-- Exercise instructions --
Without changing anything, set down every line shown below.

(Data extracted from a collection)
- Opening Delimiter -
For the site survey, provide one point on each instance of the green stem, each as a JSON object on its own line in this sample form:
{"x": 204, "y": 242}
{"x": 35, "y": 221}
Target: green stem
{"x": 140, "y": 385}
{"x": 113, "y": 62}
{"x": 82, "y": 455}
- Closing Delimiter -
-- Task output --
For the site survey, provide one point on each instance of the green stem, each as a JSON object on its own line in this sample form:
{"x": 204, "y": 242}
{"x": 35, "y": 221}
Target: green stem
{"x": 140, "y": 385}
{"x": 113, "y": 62}
{"x": 82, "y": 455}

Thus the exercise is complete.